* GOAL OF THE EXERCISE: Type out the complete listing below word for word, without its pictures.

* DATA SHOWN:
──────────────────────────────

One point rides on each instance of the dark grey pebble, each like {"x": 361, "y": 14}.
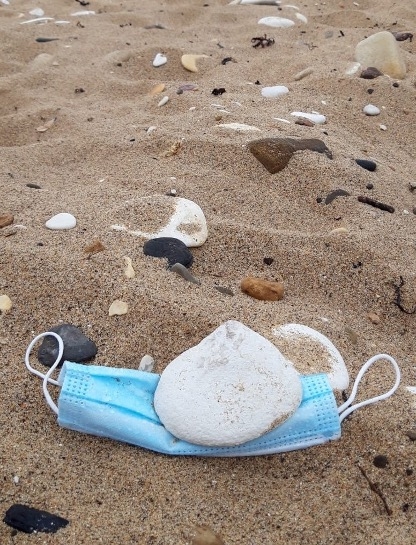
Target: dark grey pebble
{"x": 28, "y": 519}
{"x": 173, "y": 249}
{"x": 380, "y": 461}
{"x": 77, "y": 347}
{"x": 367, "y": 164}
{"x": 336, "y": 193}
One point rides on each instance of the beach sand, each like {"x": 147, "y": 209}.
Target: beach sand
{"x": 95, "y": 80}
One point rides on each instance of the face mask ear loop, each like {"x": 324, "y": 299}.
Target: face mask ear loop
{"x": 343, "y": 411}
{"x": 46, "y": 378}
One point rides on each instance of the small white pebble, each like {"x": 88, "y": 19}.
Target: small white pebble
{"x": 37, "y": 12}
{"x": 163, "y": 101}
{"x": 147, "y": 363}
{"x": 282, "y": 120}
{"x": 370, "y": 109}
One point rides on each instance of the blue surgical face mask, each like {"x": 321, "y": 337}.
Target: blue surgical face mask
{"x": 118, "y": 404}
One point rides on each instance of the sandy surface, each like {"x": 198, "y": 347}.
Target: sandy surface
{"x": 98, "y": 155}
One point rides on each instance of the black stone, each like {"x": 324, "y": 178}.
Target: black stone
{"x": 380, "y": 461}
{"x": 365, "y": 163}
{"x": 173, "y": 249}
{"x": 28, "y": 519}
{"x": 77, "y": 347}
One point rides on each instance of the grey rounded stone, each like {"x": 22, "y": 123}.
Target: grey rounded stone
{"x": 77, "y": 347}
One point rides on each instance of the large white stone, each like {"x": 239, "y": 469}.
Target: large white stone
{"x": 311, "y": 352}
{"x": 61, "y": 221}
{"x": 232, "y": 387}
{"x": 163, "y": 216}
{"x": 381, "y": 51}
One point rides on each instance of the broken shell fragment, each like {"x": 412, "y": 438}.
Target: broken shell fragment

──────────────────────────────

* PROBLEM SOLUTION:
One point rides on each instance of the dark grey pebble, each like {"x": 361, "y": 14}.
Target: dark grey pebble
{"x": 28, "y": 519}
{"x": 173, "y": 249}
{"x": 380, "y": 461}
{"x": 77, "y": 347}
{"x": 367, "y": 164}
{"x": 336, "y": 193}
One point rides on each instance of the beach sand, each like {"x": 147, "y": 209}.
Target: beach sand
{"x": 95, "y": 80}
One point rides on each instance of the face mask ear loop, each like {"x": 324, "y": 299}.
Target: face mask ear loop
{"x": 343, "y": 411}
{"x": 46, "y": 378}
One point rides on each instance of the small white pebble, each like {"x": 88, "y": 19}.
Target: small white pebble
{"x": 37, "y": 12}
{"x": 163, "y": 101}
{"x": 147, "y": 363}
{"x": 282, "y": 120}
{"x": 370, "y": 109}
One point rides on each instance of the blue surgical face mask, each like {"x": 321, "y": 337}.
Target: blue surgical face mask
{"x": 118, "y": 404}
One point rides on each instance of the sandy surface, each like {"x": 198, "y": 347}.
Target: sandy surface
{"x": 98, "y": 155}
One point rides on each instance of the black stone, each like {"x": 324, "y": 178}.
Target: black stone
{"x": 380, "y": 461}
{"x": 365, "y": 163}
{"x": 173, "y": 249}
{"x": 28, "y": 519}
{"x": 77, "y": 347}
One point rides on each instance of the grey rounded stone, each like {"x": 22, "y": 123}.
Target: grey rounded stone
{"x": 77, "y": 347}
One point rides on each instance of the large white stone, each like {"x": 239, "y": 469}.
Target: large white stone
{"x": 311, "y": 352}
{"x": 61, "y": 221}
{"x": 232, "y": 387}
{"x": 163, "y": 216}
{"x": 381, "y": 51}
One point rides on each instance of the broken shell fragment, each like {"x": 412, "y": 438}.
Target: broken shell fragment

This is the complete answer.